■ Exercise details ■
In the account of a baby's bleeding disorder and treatment, how is Hemlibra given, and how often?

I went into protective mom mode and baby-proofed the house! Any small bump on a hard surface could cause a bleed. With a baby learning to crawl, pull themselves up, and eventually walk, this was a pretty horrendous prospect. I bought new rugs, cot bumpers, and foam mats galore– all while keeping a very very close eye on him. I was anxious, scared, and overwhelmed for those months. His bruises got worse and worse and he had one muscle bleed in his cheek. We administered a lot of tranexamic acid but somehow got away without any serious bleeds during this time.
In August 2019, the exciting news that a brand new drug called Hemlibra had been licensed. This drug was revolutionary. It meant no need for surgery, as it is administered under the skin once every 2 weeks. It had previously only been available for patients who had developed antibodies against the traditional factor replacement. As I understood it, it wasn’t available for PUPs (previously untreated patients) just yet but it gave me hope for the future. In October, we had another appointment where we were told it was now an option for Louie. He would be the first baby our Center had ever had on it. Maybe even the first non-inhibitor patient actually. Also, the fact it was so new, and not much was known about it could be a risk. We discussed it and decided we wanted to give it a go. Not only did it mean no surgery but it also meant less frequent treatment, less equipment, and just subcutaneous injections.

■ Material shown ■

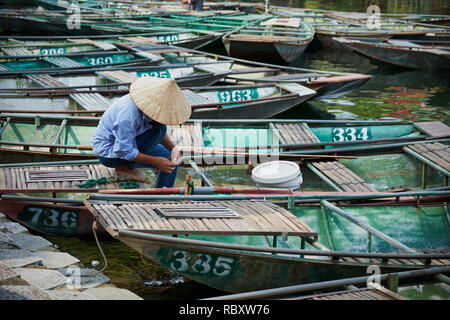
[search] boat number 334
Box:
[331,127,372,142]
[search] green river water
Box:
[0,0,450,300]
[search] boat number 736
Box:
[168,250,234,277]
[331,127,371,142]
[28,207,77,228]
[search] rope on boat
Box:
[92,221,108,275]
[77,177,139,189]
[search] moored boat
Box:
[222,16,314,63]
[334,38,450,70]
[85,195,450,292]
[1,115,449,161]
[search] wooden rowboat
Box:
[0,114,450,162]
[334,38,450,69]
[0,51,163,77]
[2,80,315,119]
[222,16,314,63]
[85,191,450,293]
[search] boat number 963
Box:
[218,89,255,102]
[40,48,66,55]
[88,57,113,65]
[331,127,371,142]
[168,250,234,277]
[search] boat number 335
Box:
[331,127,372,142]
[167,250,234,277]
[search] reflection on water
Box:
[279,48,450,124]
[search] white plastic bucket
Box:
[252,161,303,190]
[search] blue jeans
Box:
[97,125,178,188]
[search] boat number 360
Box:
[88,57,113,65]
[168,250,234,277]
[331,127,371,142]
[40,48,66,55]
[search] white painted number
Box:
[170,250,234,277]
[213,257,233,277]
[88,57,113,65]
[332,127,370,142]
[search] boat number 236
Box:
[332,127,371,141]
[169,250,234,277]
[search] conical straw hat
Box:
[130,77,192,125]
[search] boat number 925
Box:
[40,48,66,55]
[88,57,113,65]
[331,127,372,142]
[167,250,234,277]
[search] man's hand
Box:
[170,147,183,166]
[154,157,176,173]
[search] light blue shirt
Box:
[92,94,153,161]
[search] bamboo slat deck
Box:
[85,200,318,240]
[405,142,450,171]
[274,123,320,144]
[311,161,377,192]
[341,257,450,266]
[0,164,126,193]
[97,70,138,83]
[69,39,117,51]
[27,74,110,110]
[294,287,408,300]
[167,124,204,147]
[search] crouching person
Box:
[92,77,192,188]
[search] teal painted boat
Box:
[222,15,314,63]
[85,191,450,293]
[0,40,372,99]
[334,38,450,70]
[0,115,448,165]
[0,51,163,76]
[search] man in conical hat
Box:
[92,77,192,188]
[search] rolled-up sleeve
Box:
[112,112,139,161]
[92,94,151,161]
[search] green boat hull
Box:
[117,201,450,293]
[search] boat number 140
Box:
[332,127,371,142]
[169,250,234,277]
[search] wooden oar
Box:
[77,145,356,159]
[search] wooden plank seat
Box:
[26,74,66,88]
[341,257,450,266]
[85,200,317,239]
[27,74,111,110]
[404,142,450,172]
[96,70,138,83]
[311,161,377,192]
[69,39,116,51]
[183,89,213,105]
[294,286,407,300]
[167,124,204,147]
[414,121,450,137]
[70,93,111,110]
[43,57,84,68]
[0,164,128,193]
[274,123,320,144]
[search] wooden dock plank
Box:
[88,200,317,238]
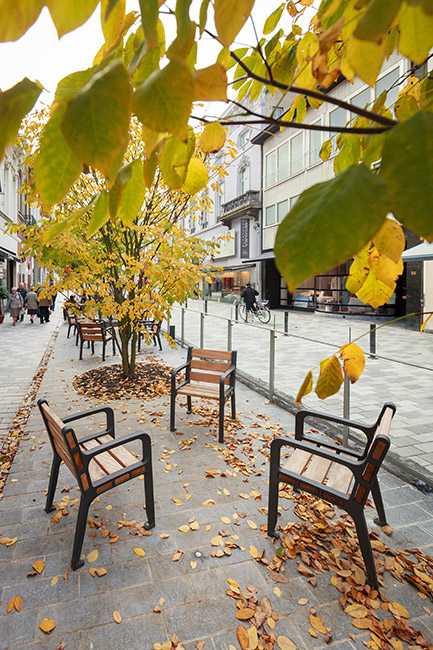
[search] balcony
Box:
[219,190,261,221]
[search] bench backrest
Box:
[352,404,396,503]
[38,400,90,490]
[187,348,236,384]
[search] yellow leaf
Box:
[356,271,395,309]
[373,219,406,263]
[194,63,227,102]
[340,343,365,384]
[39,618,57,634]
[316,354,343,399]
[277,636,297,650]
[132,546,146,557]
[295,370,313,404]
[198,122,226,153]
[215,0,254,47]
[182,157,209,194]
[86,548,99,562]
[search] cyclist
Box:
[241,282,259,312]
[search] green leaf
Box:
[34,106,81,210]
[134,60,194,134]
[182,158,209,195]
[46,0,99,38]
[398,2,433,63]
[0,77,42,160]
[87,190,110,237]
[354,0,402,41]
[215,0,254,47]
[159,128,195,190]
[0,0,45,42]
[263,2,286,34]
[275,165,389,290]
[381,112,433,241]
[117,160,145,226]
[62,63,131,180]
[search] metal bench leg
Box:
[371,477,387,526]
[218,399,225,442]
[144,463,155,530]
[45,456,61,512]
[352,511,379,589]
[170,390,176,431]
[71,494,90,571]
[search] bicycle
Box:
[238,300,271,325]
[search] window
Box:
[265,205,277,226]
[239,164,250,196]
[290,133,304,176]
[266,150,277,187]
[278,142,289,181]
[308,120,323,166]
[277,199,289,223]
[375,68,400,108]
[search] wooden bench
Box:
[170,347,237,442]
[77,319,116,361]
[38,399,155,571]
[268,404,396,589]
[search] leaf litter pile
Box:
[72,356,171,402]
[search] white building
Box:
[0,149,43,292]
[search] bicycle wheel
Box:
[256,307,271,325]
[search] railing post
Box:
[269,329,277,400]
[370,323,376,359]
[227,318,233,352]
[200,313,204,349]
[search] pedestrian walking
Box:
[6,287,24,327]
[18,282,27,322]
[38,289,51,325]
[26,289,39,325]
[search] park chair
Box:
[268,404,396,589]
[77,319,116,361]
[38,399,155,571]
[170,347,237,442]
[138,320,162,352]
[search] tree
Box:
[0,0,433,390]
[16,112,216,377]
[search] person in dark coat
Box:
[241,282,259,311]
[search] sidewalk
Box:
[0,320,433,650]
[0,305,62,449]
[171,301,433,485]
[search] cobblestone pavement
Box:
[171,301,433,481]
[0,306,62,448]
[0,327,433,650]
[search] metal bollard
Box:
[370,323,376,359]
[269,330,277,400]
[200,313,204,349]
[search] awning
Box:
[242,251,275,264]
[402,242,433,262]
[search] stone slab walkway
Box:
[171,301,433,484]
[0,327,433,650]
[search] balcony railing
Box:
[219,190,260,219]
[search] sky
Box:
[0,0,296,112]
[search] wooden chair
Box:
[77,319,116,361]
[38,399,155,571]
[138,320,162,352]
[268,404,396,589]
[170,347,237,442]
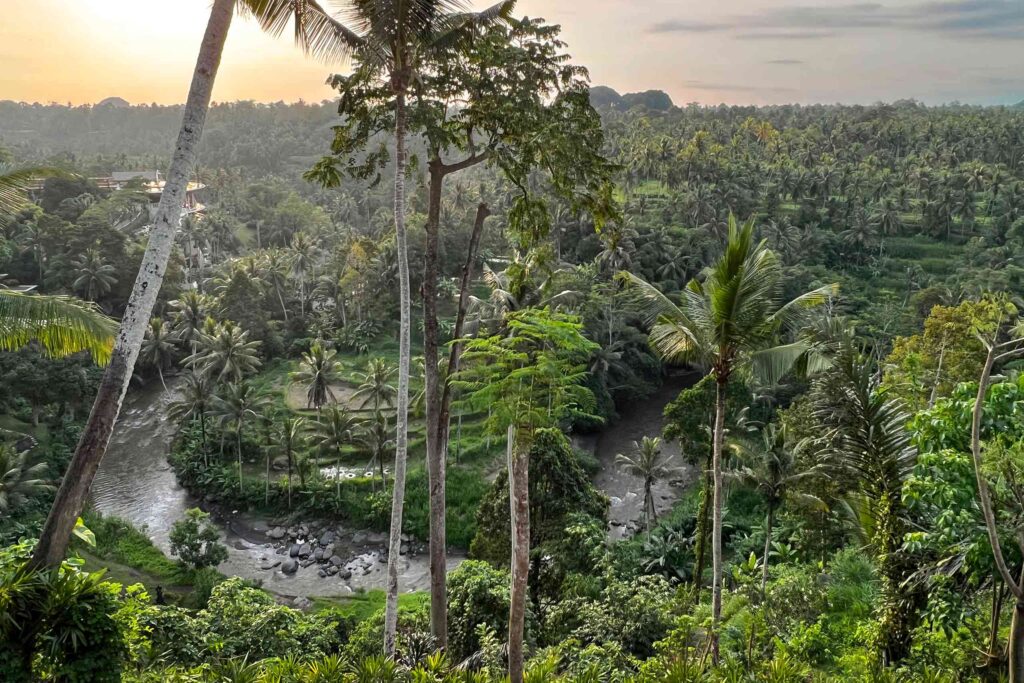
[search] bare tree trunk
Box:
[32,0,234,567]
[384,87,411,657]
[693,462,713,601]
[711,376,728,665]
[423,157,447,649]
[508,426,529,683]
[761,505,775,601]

■ Exercise answer ■
It is injected under the skin once every 2 weeks.